PROBLEM REQUIREMENTS ▸ Render every line of the listing below as a numbered list, leaving out any blank lines.

RECORDS SUPPLIED ▸
__________

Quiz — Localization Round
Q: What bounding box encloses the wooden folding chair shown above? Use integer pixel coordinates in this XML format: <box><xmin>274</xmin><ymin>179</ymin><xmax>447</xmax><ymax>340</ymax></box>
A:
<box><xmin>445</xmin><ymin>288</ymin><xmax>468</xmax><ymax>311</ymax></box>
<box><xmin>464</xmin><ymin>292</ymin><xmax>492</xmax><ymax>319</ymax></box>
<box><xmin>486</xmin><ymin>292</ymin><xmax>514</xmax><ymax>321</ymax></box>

__________

OUTPUT BELOW ▸
1. Quiz — Localization Round
2. Q: What bounding box encloses the wooden folding chair shown above? Use integer pixel coordinates in this XML format: <box><xmin>274</xmin><ymin>179</ymin><xmax>447</xmax><ymax>340</ymax></box>
3. A:
4. <box><xmin>445</xmin><ymin>288</ymin><xmax>468</xmax><ymax>311</ymax></box>
5. <box><xmin>464</xmin><ymin>292</ymin><xmax>492</xmax><ymax>319</ymax></box>
6. <box><xmin>486</xmin><ymin>292</ymin><xmax>514</xmax><ymax>321</ymax></box>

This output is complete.